- **EXERCISE DIRECTIONS**
Reproduce everything from the line containing "[locate] the recessed" down to the end of the records, swapping "strip light" for "panel light" and leaving all else unchanged.

- **DATA EXCERPTS**
┄┄┄┄┄┄

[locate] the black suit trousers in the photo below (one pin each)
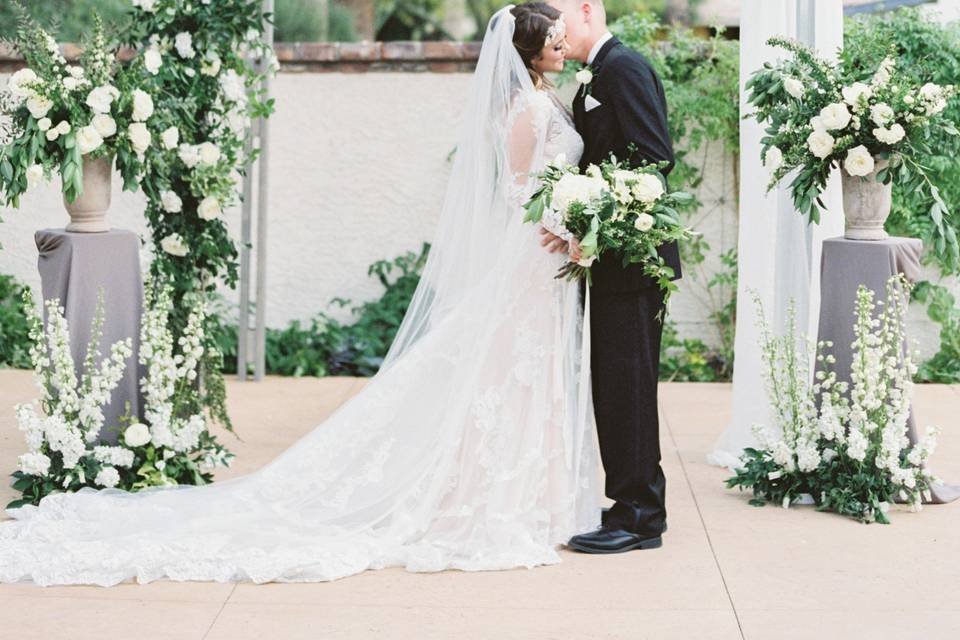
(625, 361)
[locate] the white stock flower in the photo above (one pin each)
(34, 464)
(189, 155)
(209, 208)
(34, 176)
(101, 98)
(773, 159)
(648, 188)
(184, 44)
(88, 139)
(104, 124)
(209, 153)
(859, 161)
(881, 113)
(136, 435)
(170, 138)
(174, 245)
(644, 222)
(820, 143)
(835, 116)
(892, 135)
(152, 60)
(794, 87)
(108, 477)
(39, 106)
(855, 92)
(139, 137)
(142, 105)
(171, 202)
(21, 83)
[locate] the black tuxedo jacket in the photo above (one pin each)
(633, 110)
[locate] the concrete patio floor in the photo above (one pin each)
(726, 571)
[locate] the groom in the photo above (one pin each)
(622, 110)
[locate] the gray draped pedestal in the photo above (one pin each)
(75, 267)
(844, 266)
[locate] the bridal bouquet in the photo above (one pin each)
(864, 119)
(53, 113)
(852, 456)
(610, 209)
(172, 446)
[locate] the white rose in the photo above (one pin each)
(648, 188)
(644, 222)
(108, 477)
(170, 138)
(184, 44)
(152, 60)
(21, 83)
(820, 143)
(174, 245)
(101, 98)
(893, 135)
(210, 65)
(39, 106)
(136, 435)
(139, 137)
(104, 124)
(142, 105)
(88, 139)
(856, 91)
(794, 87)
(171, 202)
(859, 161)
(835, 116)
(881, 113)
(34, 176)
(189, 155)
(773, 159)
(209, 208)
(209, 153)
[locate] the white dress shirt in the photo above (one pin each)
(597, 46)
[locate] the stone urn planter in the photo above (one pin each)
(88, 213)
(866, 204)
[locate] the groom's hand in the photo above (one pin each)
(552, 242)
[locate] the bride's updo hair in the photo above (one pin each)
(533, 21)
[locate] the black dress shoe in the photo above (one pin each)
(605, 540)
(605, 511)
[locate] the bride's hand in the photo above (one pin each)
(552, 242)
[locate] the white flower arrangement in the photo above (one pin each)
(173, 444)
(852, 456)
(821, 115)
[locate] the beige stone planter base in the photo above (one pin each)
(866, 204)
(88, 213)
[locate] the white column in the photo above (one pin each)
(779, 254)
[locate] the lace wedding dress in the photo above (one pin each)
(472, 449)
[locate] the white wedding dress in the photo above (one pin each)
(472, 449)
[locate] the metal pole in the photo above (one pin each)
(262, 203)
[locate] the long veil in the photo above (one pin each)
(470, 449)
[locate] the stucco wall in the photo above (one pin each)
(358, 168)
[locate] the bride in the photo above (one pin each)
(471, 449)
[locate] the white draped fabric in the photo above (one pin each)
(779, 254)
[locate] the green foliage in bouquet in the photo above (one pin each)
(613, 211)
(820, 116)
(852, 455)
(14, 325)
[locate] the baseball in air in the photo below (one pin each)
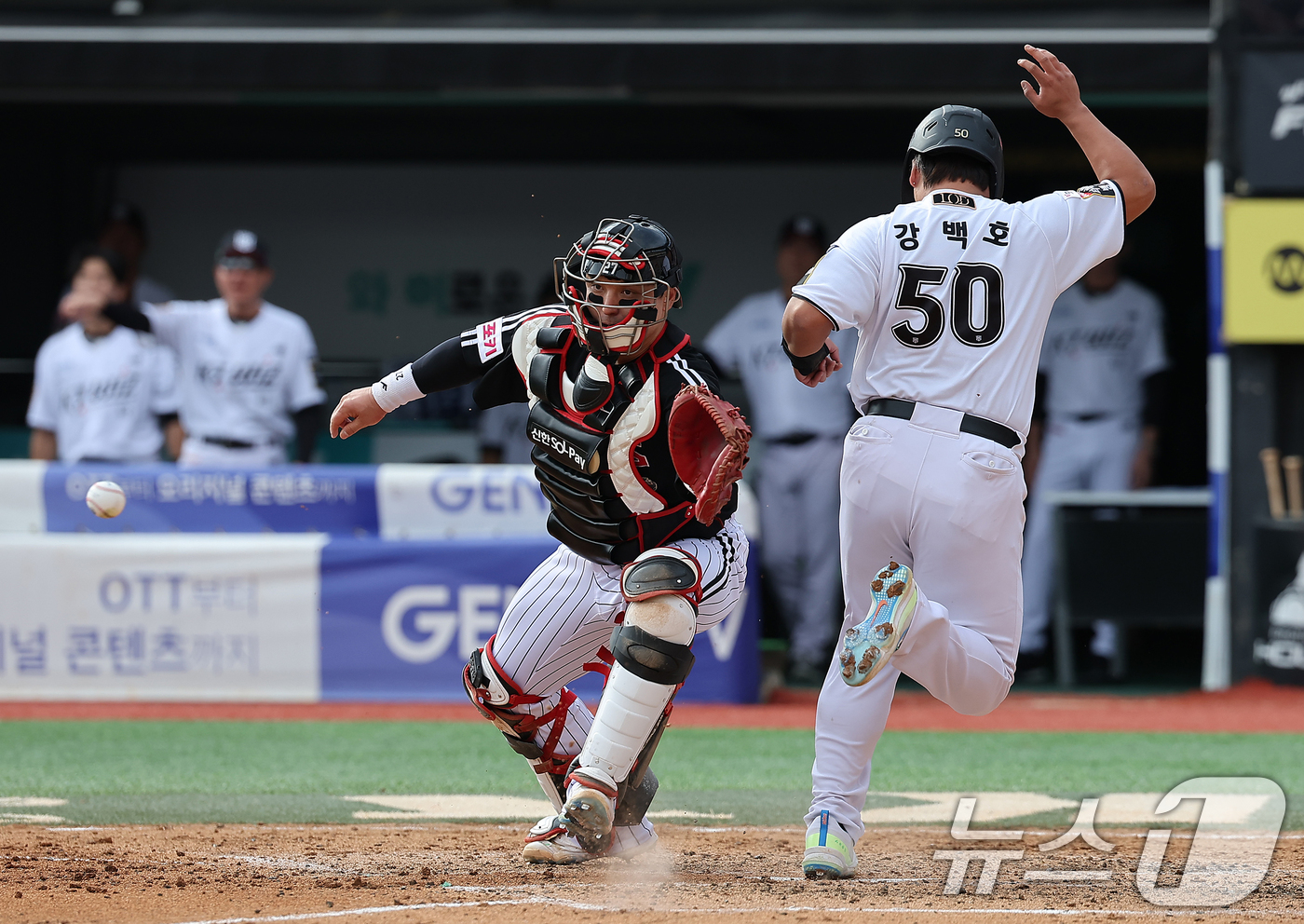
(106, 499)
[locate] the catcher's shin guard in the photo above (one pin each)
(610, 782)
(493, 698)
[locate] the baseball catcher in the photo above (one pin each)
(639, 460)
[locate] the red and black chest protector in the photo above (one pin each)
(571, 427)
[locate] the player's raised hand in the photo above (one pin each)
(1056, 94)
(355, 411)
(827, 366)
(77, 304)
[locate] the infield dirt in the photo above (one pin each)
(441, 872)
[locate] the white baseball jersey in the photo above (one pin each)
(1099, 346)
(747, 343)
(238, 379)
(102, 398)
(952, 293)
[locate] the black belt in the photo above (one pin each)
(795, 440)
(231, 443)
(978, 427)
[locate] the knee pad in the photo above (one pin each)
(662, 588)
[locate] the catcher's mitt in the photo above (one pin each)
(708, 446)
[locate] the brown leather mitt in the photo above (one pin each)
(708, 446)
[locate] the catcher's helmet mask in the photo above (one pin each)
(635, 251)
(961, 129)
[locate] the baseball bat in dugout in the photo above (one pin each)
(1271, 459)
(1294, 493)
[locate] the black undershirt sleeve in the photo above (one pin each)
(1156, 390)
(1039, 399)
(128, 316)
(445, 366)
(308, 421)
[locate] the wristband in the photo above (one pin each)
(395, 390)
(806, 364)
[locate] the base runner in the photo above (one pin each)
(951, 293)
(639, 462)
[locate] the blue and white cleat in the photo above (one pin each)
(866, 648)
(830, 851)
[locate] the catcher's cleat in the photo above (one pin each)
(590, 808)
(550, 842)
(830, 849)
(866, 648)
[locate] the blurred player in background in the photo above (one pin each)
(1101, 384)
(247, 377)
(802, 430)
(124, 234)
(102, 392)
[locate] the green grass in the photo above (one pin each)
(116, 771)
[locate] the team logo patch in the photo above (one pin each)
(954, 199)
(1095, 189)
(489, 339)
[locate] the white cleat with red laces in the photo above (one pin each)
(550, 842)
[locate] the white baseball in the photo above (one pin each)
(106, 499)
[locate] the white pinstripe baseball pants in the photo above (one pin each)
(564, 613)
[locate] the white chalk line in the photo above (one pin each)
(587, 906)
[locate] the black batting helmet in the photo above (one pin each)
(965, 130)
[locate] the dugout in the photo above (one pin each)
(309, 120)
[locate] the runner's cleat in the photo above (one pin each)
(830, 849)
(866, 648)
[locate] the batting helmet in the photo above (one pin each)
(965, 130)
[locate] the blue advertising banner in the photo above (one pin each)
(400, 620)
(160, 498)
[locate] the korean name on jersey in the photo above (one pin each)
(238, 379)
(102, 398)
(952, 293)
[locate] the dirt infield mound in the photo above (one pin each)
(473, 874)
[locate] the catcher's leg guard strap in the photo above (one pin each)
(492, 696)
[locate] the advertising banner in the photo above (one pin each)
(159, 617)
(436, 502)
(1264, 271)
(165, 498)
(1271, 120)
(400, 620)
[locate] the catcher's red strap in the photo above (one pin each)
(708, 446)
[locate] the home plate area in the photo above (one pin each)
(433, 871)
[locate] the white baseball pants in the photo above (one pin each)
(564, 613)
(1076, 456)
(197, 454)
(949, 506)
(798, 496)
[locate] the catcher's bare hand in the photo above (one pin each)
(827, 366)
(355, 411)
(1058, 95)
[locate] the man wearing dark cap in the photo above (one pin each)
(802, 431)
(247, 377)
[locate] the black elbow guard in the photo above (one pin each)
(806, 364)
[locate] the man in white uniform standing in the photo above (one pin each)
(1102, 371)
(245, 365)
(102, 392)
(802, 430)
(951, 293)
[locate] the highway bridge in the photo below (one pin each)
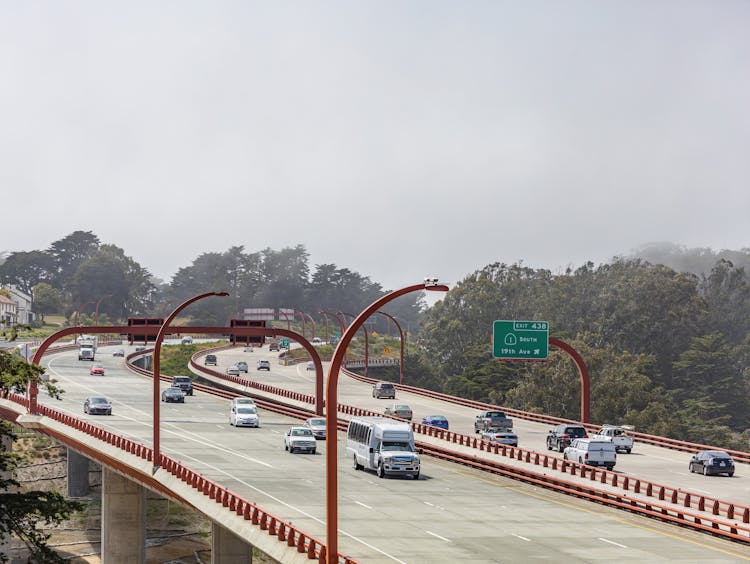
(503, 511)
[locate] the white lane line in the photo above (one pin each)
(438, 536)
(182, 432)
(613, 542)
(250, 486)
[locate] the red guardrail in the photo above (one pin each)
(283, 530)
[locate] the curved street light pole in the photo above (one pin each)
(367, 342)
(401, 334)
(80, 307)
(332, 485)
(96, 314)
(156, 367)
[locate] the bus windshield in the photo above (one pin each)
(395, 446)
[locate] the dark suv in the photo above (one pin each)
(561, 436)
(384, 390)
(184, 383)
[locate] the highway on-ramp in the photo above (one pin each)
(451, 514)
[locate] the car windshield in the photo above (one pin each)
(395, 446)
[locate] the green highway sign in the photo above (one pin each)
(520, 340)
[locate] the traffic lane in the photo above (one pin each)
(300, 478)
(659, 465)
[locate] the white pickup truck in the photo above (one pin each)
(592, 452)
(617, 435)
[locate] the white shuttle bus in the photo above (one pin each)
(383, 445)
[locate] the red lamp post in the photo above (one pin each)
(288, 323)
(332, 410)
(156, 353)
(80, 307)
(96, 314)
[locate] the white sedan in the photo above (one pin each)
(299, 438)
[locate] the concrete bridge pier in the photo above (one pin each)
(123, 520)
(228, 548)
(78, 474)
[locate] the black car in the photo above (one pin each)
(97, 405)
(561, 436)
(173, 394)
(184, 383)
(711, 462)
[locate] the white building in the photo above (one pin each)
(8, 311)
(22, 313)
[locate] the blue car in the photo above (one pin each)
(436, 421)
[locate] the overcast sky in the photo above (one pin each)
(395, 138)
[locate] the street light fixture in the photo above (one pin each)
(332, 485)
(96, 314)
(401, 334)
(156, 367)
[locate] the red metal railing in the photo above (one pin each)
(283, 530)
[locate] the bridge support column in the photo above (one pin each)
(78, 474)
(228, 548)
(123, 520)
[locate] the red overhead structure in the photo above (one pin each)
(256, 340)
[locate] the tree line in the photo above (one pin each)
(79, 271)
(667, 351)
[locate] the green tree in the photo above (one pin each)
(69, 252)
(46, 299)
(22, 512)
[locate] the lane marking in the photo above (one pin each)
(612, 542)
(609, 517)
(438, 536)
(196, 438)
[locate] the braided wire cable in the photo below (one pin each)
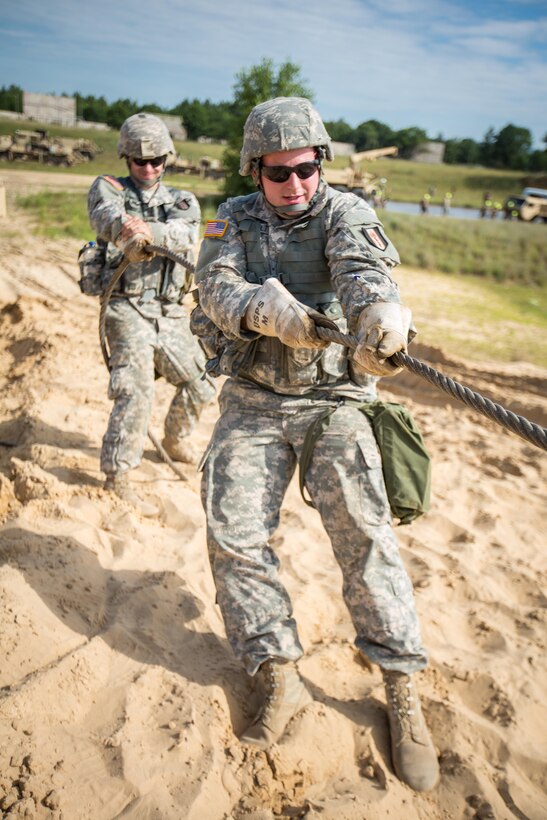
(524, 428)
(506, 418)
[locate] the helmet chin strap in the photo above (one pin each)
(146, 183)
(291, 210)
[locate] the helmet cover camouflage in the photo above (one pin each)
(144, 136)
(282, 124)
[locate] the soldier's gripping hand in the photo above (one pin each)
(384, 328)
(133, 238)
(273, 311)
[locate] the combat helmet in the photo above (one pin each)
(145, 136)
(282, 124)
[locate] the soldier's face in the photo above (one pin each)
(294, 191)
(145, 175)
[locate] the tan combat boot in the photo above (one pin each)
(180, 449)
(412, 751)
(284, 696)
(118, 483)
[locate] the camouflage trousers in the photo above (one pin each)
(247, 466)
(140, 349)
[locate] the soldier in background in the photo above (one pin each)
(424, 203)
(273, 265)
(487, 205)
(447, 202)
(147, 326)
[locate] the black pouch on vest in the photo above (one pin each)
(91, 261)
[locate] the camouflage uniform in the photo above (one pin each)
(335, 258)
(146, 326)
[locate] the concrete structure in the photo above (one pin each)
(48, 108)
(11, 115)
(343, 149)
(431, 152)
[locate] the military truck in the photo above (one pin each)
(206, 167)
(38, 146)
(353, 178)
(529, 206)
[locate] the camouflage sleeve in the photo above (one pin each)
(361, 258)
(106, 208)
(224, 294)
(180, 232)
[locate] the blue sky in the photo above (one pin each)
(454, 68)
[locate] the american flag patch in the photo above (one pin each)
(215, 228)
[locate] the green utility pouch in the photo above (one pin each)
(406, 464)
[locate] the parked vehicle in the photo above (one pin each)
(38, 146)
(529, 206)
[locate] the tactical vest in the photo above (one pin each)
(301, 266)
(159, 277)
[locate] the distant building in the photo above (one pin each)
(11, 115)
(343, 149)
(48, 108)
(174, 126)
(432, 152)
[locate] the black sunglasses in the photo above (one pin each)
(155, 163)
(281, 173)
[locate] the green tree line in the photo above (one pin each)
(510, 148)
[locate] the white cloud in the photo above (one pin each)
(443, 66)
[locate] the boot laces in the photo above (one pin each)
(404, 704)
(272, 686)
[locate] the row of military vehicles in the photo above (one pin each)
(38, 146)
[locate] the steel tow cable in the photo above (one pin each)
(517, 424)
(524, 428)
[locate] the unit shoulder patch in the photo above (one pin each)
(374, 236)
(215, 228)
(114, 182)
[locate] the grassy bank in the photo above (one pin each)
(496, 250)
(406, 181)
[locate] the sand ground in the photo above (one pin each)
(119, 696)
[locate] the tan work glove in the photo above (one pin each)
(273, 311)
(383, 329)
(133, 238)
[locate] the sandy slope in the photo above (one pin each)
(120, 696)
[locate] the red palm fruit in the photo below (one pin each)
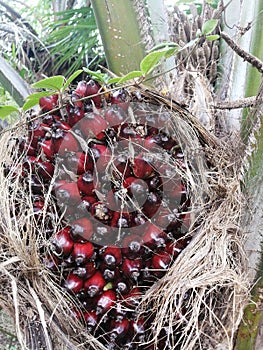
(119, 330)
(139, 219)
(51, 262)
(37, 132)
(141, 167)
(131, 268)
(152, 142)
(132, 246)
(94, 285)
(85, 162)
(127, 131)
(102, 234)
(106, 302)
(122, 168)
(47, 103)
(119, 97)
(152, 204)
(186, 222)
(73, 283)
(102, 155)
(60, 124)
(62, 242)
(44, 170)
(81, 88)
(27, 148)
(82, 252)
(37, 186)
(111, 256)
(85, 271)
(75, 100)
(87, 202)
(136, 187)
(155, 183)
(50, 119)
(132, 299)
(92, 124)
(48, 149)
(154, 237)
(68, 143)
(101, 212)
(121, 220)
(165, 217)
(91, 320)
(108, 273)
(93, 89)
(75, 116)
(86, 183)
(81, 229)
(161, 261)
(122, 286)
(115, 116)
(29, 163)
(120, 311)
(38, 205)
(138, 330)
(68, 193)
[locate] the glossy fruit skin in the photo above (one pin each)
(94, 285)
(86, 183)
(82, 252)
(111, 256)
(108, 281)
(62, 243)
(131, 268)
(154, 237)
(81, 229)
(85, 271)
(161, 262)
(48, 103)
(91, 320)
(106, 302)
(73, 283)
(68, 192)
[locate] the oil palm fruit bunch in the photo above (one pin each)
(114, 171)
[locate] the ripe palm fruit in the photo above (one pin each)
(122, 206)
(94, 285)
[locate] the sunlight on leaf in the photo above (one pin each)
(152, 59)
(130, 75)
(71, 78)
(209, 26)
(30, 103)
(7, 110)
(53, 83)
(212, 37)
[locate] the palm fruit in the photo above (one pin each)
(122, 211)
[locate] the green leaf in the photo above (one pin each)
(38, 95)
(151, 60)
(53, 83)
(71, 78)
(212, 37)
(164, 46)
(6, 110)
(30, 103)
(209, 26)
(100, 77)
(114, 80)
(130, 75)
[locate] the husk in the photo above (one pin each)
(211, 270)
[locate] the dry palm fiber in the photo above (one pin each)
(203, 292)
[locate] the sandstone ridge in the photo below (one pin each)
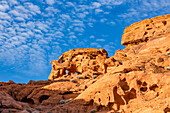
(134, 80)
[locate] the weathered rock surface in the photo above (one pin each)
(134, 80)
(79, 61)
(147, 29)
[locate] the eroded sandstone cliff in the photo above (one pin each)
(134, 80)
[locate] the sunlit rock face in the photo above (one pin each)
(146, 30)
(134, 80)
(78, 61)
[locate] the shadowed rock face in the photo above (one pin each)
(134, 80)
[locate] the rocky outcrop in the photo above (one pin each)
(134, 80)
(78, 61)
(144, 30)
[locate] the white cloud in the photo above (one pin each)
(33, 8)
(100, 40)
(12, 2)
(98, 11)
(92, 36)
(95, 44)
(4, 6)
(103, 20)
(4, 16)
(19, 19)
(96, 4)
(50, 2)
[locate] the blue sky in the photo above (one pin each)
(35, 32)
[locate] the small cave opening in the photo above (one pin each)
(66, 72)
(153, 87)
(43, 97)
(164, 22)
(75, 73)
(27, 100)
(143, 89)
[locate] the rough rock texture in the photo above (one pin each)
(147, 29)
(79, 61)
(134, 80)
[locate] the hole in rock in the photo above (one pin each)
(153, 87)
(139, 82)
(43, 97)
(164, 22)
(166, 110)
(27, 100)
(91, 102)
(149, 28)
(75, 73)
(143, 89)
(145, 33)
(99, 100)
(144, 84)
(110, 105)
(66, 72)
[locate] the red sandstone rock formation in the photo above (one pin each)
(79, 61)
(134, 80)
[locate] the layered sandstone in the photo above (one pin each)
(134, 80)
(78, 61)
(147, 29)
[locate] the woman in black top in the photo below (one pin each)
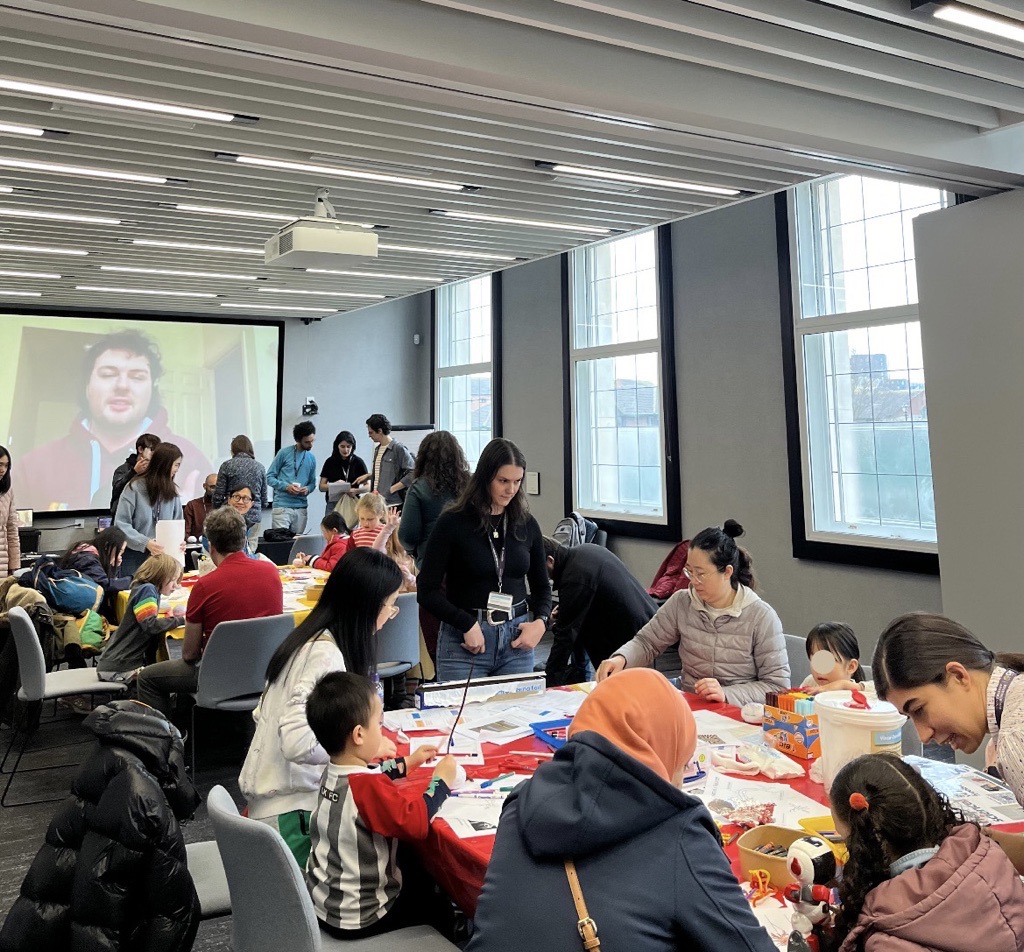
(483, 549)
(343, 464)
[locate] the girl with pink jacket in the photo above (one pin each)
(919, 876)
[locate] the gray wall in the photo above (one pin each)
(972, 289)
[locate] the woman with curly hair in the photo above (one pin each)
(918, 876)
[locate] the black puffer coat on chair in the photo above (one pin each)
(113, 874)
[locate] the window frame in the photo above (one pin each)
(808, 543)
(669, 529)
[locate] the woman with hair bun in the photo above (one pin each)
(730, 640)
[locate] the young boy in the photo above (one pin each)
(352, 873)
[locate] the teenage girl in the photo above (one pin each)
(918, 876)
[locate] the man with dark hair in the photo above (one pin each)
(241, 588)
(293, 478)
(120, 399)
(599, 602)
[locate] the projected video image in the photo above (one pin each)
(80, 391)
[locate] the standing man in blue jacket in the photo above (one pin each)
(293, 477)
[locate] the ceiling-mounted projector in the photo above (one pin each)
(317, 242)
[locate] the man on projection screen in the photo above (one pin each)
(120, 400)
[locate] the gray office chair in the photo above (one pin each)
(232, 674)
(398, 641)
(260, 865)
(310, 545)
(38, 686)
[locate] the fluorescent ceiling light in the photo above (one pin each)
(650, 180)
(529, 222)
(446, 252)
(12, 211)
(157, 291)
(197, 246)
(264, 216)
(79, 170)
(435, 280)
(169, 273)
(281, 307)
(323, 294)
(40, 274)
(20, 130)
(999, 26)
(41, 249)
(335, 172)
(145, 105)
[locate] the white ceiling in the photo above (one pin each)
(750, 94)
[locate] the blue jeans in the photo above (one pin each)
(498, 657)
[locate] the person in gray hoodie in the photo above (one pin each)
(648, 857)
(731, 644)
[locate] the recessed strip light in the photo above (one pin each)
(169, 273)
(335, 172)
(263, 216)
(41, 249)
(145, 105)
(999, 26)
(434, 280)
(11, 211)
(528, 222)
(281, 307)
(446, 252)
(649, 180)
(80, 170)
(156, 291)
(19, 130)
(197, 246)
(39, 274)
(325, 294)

┄┄┄┄┄┄

- **WRITTEN RESPONSE**
[locate] the recessed panel light in the photo above (one pin each)
(169, 273)
(335, 172)
(263, 216)
(41, 249)
(145, 105)
(999, 26)
(434, 280)
(11, 211)
(528, 222)
(281, 307)
(446, 252)
(649, 180)
(80, 170)
(156, 291)
(19, 130)
(197, 246)
(39, 274)
(325, 294)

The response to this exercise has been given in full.